Given task →
Can you write out all the records below again with each "fattest" changed to "widest", leaving everything else as it is and omitting the pictures?

::: Data provided

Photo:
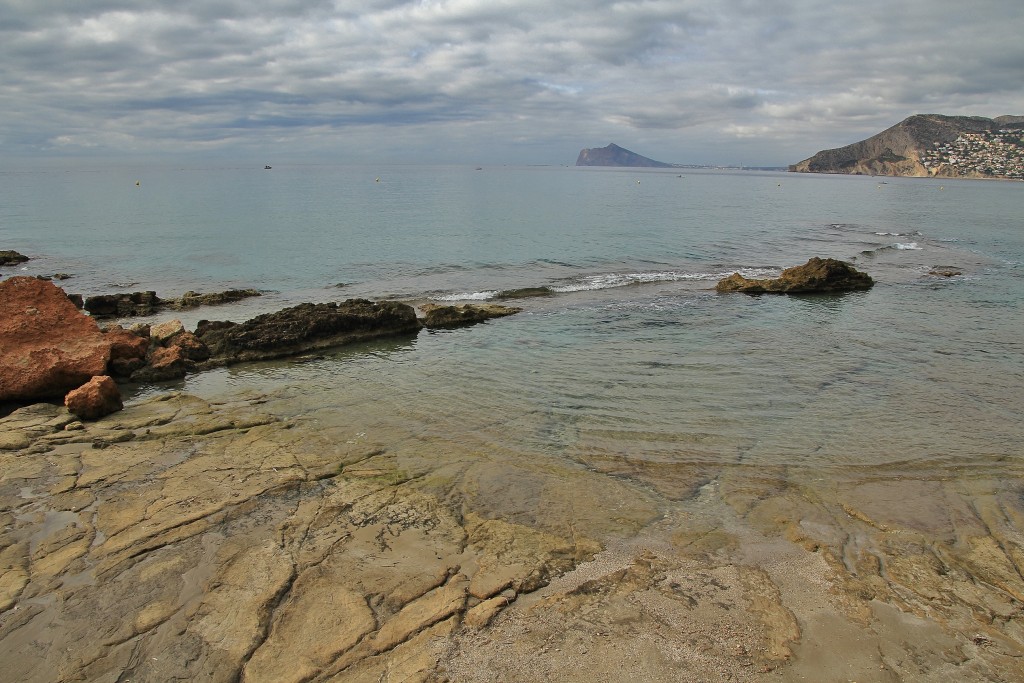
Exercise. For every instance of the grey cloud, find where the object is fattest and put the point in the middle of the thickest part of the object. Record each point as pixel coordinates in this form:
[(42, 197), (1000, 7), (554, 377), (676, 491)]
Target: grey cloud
[(776, 80)]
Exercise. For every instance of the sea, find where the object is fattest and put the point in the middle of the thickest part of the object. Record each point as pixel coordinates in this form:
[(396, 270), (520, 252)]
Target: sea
[(625, 352)]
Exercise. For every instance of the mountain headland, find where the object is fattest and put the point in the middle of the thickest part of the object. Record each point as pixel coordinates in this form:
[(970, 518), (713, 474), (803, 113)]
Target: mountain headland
[(929, 145), (616, 156)]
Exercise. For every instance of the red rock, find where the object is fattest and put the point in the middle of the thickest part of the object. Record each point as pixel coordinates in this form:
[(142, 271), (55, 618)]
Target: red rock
[(47, 346), (95, 398)]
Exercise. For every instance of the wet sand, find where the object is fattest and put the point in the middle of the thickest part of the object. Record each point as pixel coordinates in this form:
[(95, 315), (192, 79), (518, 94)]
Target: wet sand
[(251, 540)]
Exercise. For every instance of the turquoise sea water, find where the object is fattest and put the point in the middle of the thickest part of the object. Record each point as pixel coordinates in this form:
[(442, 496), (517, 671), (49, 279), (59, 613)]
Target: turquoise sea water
[(633, 355)]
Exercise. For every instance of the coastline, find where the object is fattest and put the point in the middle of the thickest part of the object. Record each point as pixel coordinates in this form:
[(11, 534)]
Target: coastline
[(637, 482), (266, 538)]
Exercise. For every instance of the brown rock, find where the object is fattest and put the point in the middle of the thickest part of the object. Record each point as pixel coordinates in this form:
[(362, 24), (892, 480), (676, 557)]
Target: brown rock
[(164, 364), (817, 274), (437, 315), (127, 350), (126, 344), (164, 332), (47, 346), (95, 398)]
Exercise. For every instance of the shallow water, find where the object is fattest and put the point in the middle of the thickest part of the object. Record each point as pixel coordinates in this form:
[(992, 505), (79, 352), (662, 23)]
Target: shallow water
[(631, 355), (858, 453)]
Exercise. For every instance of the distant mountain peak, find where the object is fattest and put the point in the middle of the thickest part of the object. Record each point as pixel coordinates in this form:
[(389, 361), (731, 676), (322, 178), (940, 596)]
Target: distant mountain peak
[(616, 156)]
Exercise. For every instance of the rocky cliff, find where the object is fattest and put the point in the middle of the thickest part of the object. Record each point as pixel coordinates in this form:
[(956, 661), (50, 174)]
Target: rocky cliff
[(616, 156), (931, 144)]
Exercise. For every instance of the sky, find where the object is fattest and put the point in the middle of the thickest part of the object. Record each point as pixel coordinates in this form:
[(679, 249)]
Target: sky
[(720, 82)]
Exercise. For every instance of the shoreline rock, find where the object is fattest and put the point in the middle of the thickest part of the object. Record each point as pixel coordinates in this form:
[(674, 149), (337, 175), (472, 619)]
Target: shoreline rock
[(147, 303), (441, 316), (304, 328), (10, 257), (817, 275), (97, 397), (47, 346)]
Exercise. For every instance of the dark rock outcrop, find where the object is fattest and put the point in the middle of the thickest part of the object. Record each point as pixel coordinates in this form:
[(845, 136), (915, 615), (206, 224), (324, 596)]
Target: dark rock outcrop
[(128, 350), (437, 315), (195, 299), (9, 257), (95, 398), (162, 364), (147, 303), (816, 275), (305, 328), (123, 305), (616, 156), (47, 346)]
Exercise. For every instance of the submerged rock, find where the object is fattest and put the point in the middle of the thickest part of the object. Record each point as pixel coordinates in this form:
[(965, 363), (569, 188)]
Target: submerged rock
[(95, 398), (437, 315), (8, 257), (47, 346), (195, 299), (816, 275), (305, 328)]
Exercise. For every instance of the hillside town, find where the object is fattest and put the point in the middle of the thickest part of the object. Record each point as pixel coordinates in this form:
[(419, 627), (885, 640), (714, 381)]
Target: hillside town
[(997, 154)]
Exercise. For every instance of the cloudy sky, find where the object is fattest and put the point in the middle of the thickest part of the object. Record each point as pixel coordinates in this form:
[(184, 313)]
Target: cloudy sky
[(755, 82)]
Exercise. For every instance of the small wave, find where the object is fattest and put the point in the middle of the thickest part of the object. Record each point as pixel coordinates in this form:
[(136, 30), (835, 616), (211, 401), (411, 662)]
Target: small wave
[(466, 296)]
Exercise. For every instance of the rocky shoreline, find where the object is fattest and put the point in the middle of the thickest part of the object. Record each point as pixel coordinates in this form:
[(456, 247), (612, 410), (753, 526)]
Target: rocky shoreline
[(51, 350), (268, 537), (254, 539)]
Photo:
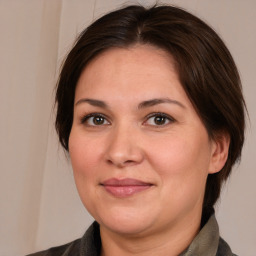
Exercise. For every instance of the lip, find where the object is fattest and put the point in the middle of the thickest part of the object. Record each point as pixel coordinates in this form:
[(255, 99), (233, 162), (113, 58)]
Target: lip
[(125, 187)]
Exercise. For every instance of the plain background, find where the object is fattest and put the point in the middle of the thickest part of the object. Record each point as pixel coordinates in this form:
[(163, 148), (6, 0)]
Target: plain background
[(39, 205)]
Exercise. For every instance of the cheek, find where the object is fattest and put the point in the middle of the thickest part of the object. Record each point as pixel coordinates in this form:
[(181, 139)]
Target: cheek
[(181, 163)]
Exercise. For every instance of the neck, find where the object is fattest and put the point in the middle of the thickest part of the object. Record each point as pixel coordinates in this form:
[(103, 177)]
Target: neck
[(171, 241)]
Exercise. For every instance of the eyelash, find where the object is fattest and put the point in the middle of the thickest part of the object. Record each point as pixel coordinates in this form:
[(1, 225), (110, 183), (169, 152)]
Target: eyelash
[(161, 115), (85, 119)]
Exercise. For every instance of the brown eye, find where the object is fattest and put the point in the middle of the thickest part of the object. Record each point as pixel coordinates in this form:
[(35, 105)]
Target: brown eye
[(159, 119), (98, 120), (94, 120)]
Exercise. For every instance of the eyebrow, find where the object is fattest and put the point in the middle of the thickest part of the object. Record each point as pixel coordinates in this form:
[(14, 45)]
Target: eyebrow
[(93, 102), (143, 104), (153, 102)]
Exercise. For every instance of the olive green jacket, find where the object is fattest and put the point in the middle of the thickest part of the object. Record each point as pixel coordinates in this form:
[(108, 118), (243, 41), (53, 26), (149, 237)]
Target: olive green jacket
[(206, 243)]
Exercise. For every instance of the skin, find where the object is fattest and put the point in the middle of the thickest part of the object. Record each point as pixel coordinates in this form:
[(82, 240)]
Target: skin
[(175, 157)]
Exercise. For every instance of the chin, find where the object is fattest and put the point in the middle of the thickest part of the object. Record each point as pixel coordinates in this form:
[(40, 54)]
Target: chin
[(126, 221)]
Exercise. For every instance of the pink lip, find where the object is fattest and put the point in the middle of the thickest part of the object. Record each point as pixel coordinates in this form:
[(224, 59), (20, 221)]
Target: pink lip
[(125, 187)]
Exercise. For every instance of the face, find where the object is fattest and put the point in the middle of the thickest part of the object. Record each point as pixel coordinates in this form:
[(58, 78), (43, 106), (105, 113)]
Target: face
[(139, 151)]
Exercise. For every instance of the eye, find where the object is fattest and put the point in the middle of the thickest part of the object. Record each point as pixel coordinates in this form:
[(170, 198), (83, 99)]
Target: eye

::::::

Exercise answer →
Photo:
Exercise. For every instance of the grey cloud, find where the object is widest and put the point in the middle of the thickest part of the object. Record each point as pixel coordinates in this form:
[(42, 197), (1000, 7), (554, 377), (676, 491)]
Target: grey cloud
[(776, 80)]
Exercise. For every instance of the sea, find where the object is widest and put the point in the middle of the thickest part of the object. Record each point as pixel coordinates in this form:
[(396, 270), (520, 252)]
Target: sea
[(625, 352)]
Exercise. For every instance of the mountain headland, find where the object is widest and put the point in the middle of the thickest part of the object. Record each point as pixel coordinates in this form:
[(970, 518), (713, 474), (803, 113)]
Target: mountain headland
[(929, 145), (616, 156)]
Exercise. For every instance of the red rock, find where the object is widest and put the point in the middle of the thickest part of the object. Record each point as pixel coordinates in this form:
[(142, 271), (55, 618)]
Target: red rock
[(47, 346), (95, 398)]
Exercise. For every instance of the wet sand, find where the object is widest and put the point in the middle of the thickest part of the object. Record each point as pixel coordinates in this form:
[(95, 315), (192, 79), (518, 94)]
Target: wet sand
[(251, 540)]
Exercise. For every instance of the turquoise sea water, find where the object is widest and put the point in the middle of the thickest part of the object. Record each point as pixel coordinates in this form:
[(442, 496), (517, 671), (49, 279), (59, 613)]
Target: turquoise sea water
[(633, 355)]
Exercise. For every instance of the coastline, find where the object is widest and put the point in the middle of the thickest part of the object. Record each point as pixel coordinates in this form:
[(11, 534)]
Target: coastline
[(637, 482), (266, 538)]
Exercise. For every instance of the brown rock, find where the object is widest and put the point in the middle of the thickest part of the object. Record each point as pixel coordinates in this form:
[(362, 24), (892, 480), (676, 557)]
Target: brown rock
[(164, 364), (817, 274), (437, 315), (127, 350), (126, 344), (164, 332), (47, 346), (95, 398)]
Exercise. For every instance of the shallow water, find where the object is widest and put the point in the middle of the thickest part of the object. Record each point as pixel coordinates in this form:
[(992, 505), (79, 352), (662, 23)]
Target: shallow water
[(631, 355), (858, 453)]
Exercise. For every instance of the distant mountain peak, find where the object is widest and put the point in the middle of the thickest part of the object. Record each point as pixel coordinates in this form:
[(389, 361), (731, 676), (322, 178), (940, 596)]
Target: distant mountain peak
[(616, 156)]
Exercise. For every instance of the rocky cliff, find where the object is widest and put the point in the middle of the thickest part of the object. Record each point as pixel coordinates in this form:
[(956, 661), (50, 174)]
Target: rocky cliff
[(616, 156), (931, 144)]
Exercise. For every instance of the sky, find where the object is widest and put the point in the middle of the thickest part of the object. Record each point as pixel coordinates in this form:
[(679, 249)]
Target: sky
[(720, 82)]
Exercise. For every instance of the shoreline rock, find where the object is widest and put the point in the middle of the thickest part of the object. Record each point as pixel coordinates in this form:
[(674, 149), (337, 175), (472, 619)]
Target: shoreline rock
[(147, 303), (441, 316), (304, 328), (10, 257), (817, 275), (97, 397), (47, 346)]
Exercise. For every instance of the dark rock outcrop, find where the object is widest and put the point in the middle of the thickest part of the object. Record each point as pixel coordinates in this form:
[(845, 136), (915, 615), (206, 224), (324, 596)]
Target: dark rock outcrop
[(128, 350), (437, 315), (195, 299), (9, 257), (95, 398), (162, 364), (147, 303), (816, 275), (305, 328), (123, 305), (616, 156), (47, 346)]
Exercise. For every instance of the submerged rock, find where the object is widest and put the point in the middle of the thickest part of the object. Record each point as pixel coordinates in this form:
[(965, 363), (569, 188)]
Target: submerged rock
[(95, 398), (437, 315), (8, 257), (47, 346), (195, 299), (816, 275), (305, 328)]
Exercise. For every instance of the hillside town, find where the object is widest and put the point in the middle of the thickest part of the object. Record each point as pixel coordinates in this form:
[(419, 627), (885, 640), (714, 381)]
Target: hillside town
[(997, 154)]
Exercise. For every instance of the cloudy sky, find where the object is widest and put the point in the middle of the thickest part of the object. Record each point as pixel coordinates in this form:
[(184, 313)]
Target: cloudy sky
[(755, 82)]
Exercise. For every instance of the small wave, find where the object is widest and put the point in the middle of the thickest part of the object. Record each point as pixel coordinates in this form:
[(136, 30), (835, 616), (211, 401), (411, 662)]
Target: small wave
[(466, 296)]
Exercise. For every instance of the rocky shoreline, find where the object is widest and put the point in the middle of the thickest part of the object. Record each point as pixel coordinates in this form:
[(456, 247), (612, 410), (753, 526)]
Target: rocky shoreline
[(51, 350), (268, 537), (254, 539)]
Photo:
Exercise. For every instance of the lip, find where the object is widest and put the point in the middle of the thickest part of the object. Record each point as pixel coordinates in this form:
[(255, 99), (233, 162), (113, 58)]
Target: lip
[(125, 187)]
Exercise. For every instance of the plain background, find where the object is widest and put the point in the middle of the thickest part of the object. Record each point as pixel coordinates in this form:
[(163, 148), (6, 0)]
Target: plain background
[(39, 205)]
Exercise. For every instance of the cheek, find where the object is widest and put the point in the middle of the thickest part of the object. Record each point as pixel coordinates in this form:
[(181, 139)]
Target: cheek
[(181, 163)]
Exercise. For every instance of the neck, find where the object is widest and put the point in the middle of the thickest part of the object. Record each point as pixel coordinates in this form:
[(103, 177)]
Target: neck
[(171, 241)]
Exercise. For every instance of the eyelash, find where the object is widest and put the point in the middle of the thickest part of the object. Record each point as pixel coordinates in this form:
[(1, 225), (110, 183), (169, 152)]
Target: eyelash
[(161, 115), (85, 119)]
Exercise. For every instance of the brown eye, find where the object is widest and put the point in the middle of the thickest part of the object. Record each point as pixel coordinates in this form:
[(35, 105)]
Target: brown eye
[(159, 119), (98, 120), (94, 120)]
Exercise. For every instance of the eyebrow, find where the object is widest and put the point in the middle of the thickest part of the object. Record each point as pixel coordinates in this form:
[(14, 45)]
Target: eyebrow
[(93, 102), (143, 104), (153, 102)]
Exercise. For every instance of the olive green jacket, find where the object is widest and put the point in the middle of the thickest part of the object. Record each point as pixel coordinates in this form:
[(108, 118), (243, 41), (53, 26), (149, 237)]
Target: olive green jacket
[(206, 243)]
Exercise. For every instance of the skin, find where the object is widest and put the point in the middle of the thickest part of the object. Record each point as pixel coordinates in this form:
[(82, 240)]
Target: skin
[(175, 157)]
Exercise. For every instance of the chin, find where the object is widest and put the point in the middle of the thickest part of the object. Record each point as pixel coordinates in this form:
[(40, 54)]
Target: chin
[(126, 221)]
Exercise. For every instance of the pink lip, find where the object is widest and put the point in the middle of the thickest part of the object. Record each point as pixel coordinates in this form:
[(224, 59), (20, 221)]
Target: pink lip
[(125, 187)]
Exercise. For every instance of the face, find where the object is widest and put the point in the middle of the thickest part of the object. Record each point as pixel coordinates in this form:
[(58, 78), (43, 106), (105, 113)]
Target: face
[(139, 151)]
Exercise. For every instance of the eye, find where the object is widest and put the point in the middle of the thickest part of the object. Record each point as pixel coordinates in this form:
[(170, 198), (83, 99)]
Target: eye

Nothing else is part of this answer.